Image-grounded pointing data:
- Opening Delimiter -

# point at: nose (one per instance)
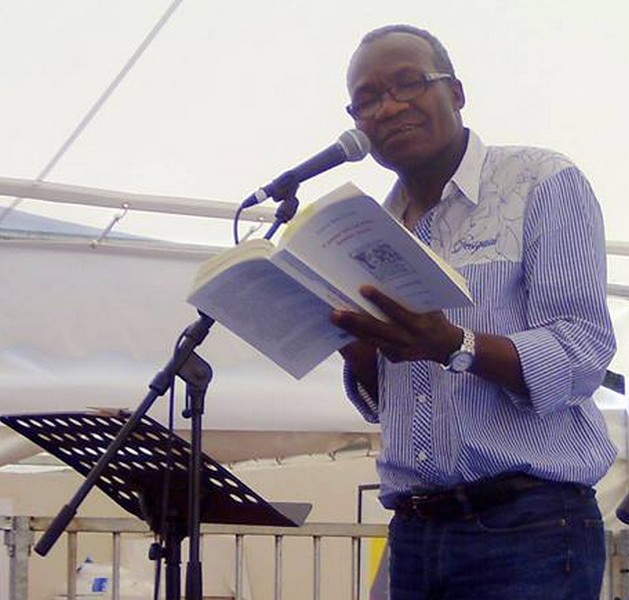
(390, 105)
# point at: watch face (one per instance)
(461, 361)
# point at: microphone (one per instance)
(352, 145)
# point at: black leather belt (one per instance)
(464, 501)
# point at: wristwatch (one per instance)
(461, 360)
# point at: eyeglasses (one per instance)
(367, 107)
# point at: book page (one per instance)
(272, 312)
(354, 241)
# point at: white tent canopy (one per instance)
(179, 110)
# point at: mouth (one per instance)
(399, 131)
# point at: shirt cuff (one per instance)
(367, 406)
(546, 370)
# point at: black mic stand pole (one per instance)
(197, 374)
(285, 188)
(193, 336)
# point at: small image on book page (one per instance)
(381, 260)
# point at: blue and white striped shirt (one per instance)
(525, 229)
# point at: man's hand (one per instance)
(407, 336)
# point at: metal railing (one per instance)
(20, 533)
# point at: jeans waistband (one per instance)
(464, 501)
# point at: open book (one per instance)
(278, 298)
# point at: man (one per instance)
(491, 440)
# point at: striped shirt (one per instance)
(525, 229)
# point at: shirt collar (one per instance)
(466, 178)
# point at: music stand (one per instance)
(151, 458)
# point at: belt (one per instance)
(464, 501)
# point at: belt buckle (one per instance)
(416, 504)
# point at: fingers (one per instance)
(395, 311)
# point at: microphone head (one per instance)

- Closing Delimiter -

• _Work required_
Reproduce these records exactly, but not the pictures.

• _Answer to this exercise_
# point at: nose (one per instance)
(390, 105)
# point at: watch face (one per instance)
(461, 361)
# point at: microphone (one per instance)
(352, 145)
# point at: black leather belt (one per instance)
(464, 501)
# point at: wristwatch (one per instance)
(461, 360)
# point at: eyeglasses (one per instance)
(367, 107)
# point at: book page (one per instance)
(272, 312)
(354, 241)
# point at: white tent canopy (one per instance)
(179, 110)
# point at: mouth (one per instance)
(399, 131)
# point at: shirt cuff (one per instance)
(367, 406)
(546, 370)
# point at: black mic stand pole (one per instance)
(197, 374)
(285, 188)
(193, 336)
# point at: small image on book page (one per instance)
(381, 260)
# point at: blue and white striped shirt (one per instance)
(525, 229)
# point at: man's hand (one per instance)
(407, 336)
# point at: metal railing (one per instance)
(20, 533)
# point at: jeans waistband (one per instance)
(464, 501)
# point at: open book (one per instance)
(278, 298)
# point at: man (one per instance)
(491, 440)
# point at: striped shirt (one per instance)
(525, 229)
# point at: shirt collar (one per instance)
(466, 178)
# point at: music stand (one per instance)
(151, 458)
# point at: belt (one per instance)
(464, 501)
# point at: belt buckle (one per instance)
(416, 504)
# point at: fingers (one per instance)
(395, 311)
# point at: microphone head (one per instance)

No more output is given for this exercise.